● DESCRIPTION OF THE TASK
Reproduce all entries word for word.
---------------
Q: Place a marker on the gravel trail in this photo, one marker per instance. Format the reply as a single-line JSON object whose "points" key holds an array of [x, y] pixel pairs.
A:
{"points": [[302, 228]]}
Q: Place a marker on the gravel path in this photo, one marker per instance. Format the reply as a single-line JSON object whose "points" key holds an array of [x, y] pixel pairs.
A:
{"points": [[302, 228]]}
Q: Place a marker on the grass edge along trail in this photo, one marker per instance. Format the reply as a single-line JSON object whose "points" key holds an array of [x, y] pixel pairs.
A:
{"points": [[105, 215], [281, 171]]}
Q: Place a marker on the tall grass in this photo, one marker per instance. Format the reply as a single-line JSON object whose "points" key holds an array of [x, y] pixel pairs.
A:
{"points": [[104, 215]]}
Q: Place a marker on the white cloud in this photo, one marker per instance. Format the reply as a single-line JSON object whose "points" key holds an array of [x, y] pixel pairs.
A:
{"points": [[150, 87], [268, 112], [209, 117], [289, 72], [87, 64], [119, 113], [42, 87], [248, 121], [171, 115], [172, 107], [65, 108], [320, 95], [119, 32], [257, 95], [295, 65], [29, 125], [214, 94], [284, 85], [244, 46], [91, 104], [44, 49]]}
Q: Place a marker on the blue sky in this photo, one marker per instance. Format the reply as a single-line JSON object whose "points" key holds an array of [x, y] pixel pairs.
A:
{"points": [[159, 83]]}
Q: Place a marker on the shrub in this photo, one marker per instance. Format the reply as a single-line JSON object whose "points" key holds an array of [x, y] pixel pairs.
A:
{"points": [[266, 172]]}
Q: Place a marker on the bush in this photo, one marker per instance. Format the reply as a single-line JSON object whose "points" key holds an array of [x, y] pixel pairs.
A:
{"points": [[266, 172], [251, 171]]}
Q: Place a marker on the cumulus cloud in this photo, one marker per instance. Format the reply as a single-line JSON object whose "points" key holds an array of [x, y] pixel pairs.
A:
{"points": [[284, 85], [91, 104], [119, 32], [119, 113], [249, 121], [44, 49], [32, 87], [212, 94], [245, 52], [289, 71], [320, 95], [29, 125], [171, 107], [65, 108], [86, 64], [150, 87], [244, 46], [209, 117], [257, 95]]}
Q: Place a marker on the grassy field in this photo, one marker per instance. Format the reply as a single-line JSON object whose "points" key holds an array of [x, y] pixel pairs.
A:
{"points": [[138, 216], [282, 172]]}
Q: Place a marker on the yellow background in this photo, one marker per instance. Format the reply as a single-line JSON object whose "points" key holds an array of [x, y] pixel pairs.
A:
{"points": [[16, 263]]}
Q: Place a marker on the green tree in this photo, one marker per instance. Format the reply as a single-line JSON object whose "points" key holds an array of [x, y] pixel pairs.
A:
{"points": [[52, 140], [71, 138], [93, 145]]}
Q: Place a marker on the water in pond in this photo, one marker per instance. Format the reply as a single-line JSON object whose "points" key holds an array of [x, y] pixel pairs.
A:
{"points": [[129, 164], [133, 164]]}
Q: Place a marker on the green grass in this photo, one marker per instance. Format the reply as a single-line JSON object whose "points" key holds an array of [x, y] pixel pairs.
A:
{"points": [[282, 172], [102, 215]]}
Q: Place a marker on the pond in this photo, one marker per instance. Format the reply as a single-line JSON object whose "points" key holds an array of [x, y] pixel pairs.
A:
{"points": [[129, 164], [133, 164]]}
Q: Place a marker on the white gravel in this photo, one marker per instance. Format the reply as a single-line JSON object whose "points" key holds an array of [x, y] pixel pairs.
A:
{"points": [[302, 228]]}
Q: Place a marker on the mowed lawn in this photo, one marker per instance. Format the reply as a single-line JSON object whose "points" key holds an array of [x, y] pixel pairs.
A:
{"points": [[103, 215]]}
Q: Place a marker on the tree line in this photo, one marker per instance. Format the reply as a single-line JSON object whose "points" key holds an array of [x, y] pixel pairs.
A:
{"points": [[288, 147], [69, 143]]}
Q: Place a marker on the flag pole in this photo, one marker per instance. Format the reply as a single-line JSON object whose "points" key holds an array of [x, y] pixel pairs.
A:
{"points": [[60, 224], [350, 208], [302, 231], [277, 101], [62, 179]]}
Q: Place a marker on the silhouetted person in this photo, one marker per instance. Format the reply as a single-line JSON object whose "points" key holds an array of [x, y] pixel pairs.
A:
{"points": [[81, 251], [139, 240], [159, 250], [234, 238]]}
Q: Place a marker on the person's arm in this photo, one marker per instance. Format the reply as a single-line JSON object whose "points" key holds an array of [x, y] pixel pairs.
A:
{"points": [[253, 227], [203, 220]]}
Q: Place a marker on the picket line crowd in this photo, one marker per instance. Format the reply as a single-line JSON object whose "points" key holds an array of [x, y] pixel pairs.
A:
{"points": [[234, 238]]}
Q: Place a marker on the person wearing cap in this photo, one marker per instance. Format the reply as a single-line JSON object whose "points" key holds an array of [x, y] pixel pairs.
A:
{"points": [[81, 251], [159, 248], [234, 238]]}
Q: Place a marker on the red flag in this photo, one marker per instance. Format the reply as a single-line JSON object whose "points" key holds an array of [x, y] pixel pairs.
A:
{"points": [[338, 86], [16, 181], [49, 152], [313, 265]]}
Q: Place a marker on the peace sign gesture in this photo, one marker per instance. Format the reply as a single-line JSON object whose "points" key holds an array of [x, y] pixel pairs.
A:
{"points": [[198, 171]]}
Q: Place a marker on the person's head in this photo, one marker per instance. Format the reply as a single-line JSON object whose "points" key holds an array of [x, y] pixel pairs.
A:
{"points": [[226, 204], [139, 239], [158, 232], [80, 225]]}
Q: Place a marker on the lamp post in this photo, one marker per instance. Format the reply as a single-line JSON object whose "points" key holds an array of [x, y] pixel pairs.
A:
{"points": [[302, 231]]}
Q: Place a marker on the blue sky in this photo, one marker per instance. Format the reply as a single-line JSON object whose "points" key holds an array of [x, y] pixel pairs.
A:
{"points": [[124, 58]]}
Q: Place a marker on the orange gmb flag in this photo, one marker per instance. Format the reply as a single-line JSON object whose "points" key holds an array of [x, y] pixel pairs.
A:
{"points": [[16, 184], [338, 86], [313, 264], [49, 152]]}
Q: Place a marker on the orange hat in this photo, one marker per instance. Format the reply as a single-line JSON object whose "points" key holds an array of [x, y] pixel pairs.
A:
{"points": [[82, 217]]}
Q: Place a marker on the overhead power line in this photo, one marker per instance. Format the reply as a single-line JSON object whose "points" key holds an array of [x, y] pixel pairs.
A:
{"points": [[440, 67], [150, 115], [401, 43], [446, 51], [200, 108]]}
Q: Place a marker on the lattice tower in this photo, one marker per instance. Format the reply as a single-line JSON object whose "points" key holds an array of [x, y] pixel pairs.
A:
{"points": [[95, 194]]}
---------------
● ANSWER TO THE EXERCISE
Q: Place a marker on the gravel trail in this photo, one marker per instance. Format the reply as a single-line JSON object whose "points" key holds an array of [x, y] pixel pairs.
A:
{"points": [[302, 228]]}
Q: Place a marker on the gravel path in this photo, one marker per instance. Format the reply as a single-line JSON object whose "points" key holds an array of [x, y] pixel pairs.
A:
{"points": [[302, 228]]}
Q: Place a marker on the grass edge along trail in this photo, one marker per instance. Format the reply as a single-line JSON object whose "points" key holds an array of [x, y] pixel pairs.
A:
{"points": [[105, 215], [281, 171]]}
Q: Place a marker on the tall grass in this photo, one marker per instance. Format the reply as a single-line JSON object whose "points" key holds an array of [x, y] pixel pairs.
A:
{"points": [[104, 215]]}
Q: Place a marker on the white cloud in this photo, one marker per instance. Format the reply as a single-line JSON object whose "points" key holds an array of [x, y] pixel pairs.
A:
{"points": [[150, 87], [268, 112], [209, 117], [289, 72], [87, 64], [119, 113], [42, 87], [248, 121], [171, 115], [172, 107], [65, 108], [320, 95], [119, 32], [257, 95], [295, 65], [29, 125], [214, 94], [284, 85], [244, 46], [91, 104], [44, 49]]}
Q: Place a marker on the blue sky in this photo, one marker per instance. Format the reply as a single-line JSON object whose "points" key holds an array of [x, y] pixel pairs.
A:
{"points": [[159, 83]]}
Q: Place a marker on the shrub in this photo, one marker per instance. Format the reply as a single-line JSON object whose "points" key holds an array of [x, y] pixel pairs.
A:
{"points": [[266, 172]]}
Q: Place a marker on the bush in this photo, one marker per instance. Format the reply as a single-line JSON object whose "points" key holds an array of [x, y] pixel pairs.
A:
{"points": [[266, 172], [251, 171]]}
Q: Place a marker on the cumulus cloud in this photo, one marker per instance. Format the reply as a single-line JSON object whose "points" key holds an array of [x, y] pixel pairs.
A:
{"points": [[284, 85], [91, 104], [119, 32], [119, 113], [249, 121], [44, 49], [32, 87], [212, 94], [245, 52], [289, 71], [320, 95], [29, 125], [171, 107], [65, 108], [86, 64], [150, 87], [244, 46], [209, 117], [257, 95]]}
Q: Place a marker on the grassy field in this photo, one marker per instance. Format the reply as a single-line JSON object whose "points" key holds an array of [x, y] pixel pairs.
A:
{"points": [[138, 216], [282, 172]]}
Q: Place a marker on the yellow background in this photo, one marker per instance. Format the reply as a single-line JSON object whose "points" key holds an array of [x, y] pixel pairs.
A:
{"points": [[16, 263]]}
Q: Place a marker on the green tree in this photo, one marker per instance. Format the reply as a single-line JSON object whose "points" key holds an array of [x, y] pixel pairs.
A:
{"points": [[52, 140], [71, 138], [93, 145]]}
Q: Place a marker on the water in pond in this photo, one marker per instance. Format the reply as a single-line JSON object whose "points" key holds an array of [x, y] pixel pairs.
A:
{"points": [[129, 164], [133, 164]]}
Q: Place a marker on the green grass in this photo, one marker per instance. Format the reply as a single-line JSON object whose "points" key holds an array of [x, y] pixel pairs.
A:
{"points": [[282, 172], [102, 215]]}
Q: Place a marker on the pond in this photo, one marker per instance. Format the reply as a single-line JSON object whose "points" key holds an array of [x, y] pixel pairs.
A:
{"points": [[129, 164], [133, 164]]}
Q: Place a marker on the white gravel in this photo, one marker per instance. Format the reply as a single-line JSON object whose "points" key holds an array of [x, y] pixel pairs.
A:
{"points": [[302, 228]]}
Q: Place a marker on the mowed lawn in this photo, one marker per instance. Format the reply as a single-line JSON object whose "points" key holds an array of [x, y] pixel pairs.
A:
{"points": [[103, 215]]}
Q: Place a marker on the tree line in this photo, one marker per instance. Format the reply as a single-line JSON object whose "points" key holds an array of [x, y] pixel pairs.
A:
{"points": [[288, 147], [69, 143]]}
Q: Place a marker on the flag pole in this photo, one marker per instance. Format the reply as a single-line JSON object whose "points" key holds an array of [x, y] pixel pairs.
A:
{"points": [[60, 224], [350, 208], [302, 231], [277, 101], [62, 179]]}
Q: Place a marker on the silhouetted person in this photo, one marker per instance. Format the reply as a single-line JSON object whose "points" key holds an array of [x, y] pixel pairs.
A:
{"points": [[81, 251], [139, 240], [159, 250], [234, 238]]}
Q: Place a marker on the person's arm in this photo, one marker per instance. Format the reply as a single-line JSON object whose "points" key holds an array of [x, y] pixel pairs.
A:
{"points": [[253, 227], [203, 220]]}
Q: Place a marker on the picket line crowd in this photo, one marker per instance. Format the reply as a single-line JSON object whose "points" key holds an array of [x, y] pixel pairs.
A:
{"points": [[234, 238]]}
Q: Place a marker on the person wearing cap in this photo, one marker per instance. Format the reply as a single-line JSON object whose "points" key holds an array of [x, y] pixel pairs.
A:
{"points": [[81, 251], [159, 248], [234, 238]]}
Q: Place a marker on the red flag in this photo, one marker per instance. Format the reply as a single-line JSON object whose "points" key holds an array of [x, y] pixel pairs.
A:
{"points": [[338, 86], [16, 181], [49, 152], [313, 265]]}
Q: Place a marker on the peace sign gesture in this photo, one marker per instance. Format the reply as a single-line JSON object whose "points" key holds an array of [x, y] pixel pairs.
A:
{"points": [[198, 171]]}
Q: Place a marker on the person's head in this photo, one marker per instance. Format the reply as a single-line JSON object whose "points" key holds an array of [x, y] pixel pairs.
A:
{"points": [[226, 204], [139, 239], [158, 232], [80, 225]]}
Q: Place a marker on the lamp post in this photo, one marker per instance. Format the reply as a single-line JSON object whose "points" key holds an array of [x, y] pixel pairs.
A:
{"points": [[302, 231]]}
Q: Place a marker on the blue sky in this photo, one marker per instance. Format the reply as a single-line JSON object whose "points" key holds an array of [x, y] pixel pairs.
A:
{"points": [[124, 58]]}
Q: Place a marker on the orange gmb flag in this photo, one marker per instance. Format the reply as a single-line JSON object whose "points" key holds an array of [x, y] pixel pairs.
A:
{"points": [[16, 184], [338, 86], [313, 264], [49, 152]]}
Q: Place a marker on the orange hat in this photo, one marker per instance. Format the reply as a single-line JSON object whose "points" key holds an array of [x, y] pixel pairs.
A:
{"points": [[82, 217]]}
Q: Place a marker on the overhead power line in this photo, one marker per instance. Format the reply as a single-line JSON object whose "points" key holds an array of [x, y] pixel pairs.
A:
{"points": [[440, 67], [150, 115], [401, 43], [446, 51], [200, 108]]}
Q: Place a marker on the lattice tower in this photo, one marker per instance. Format the reply as a single-line JSON object whose "points" key holds an array of [x, y] pixel pairs.
A:
{"points": [[95, 194]]}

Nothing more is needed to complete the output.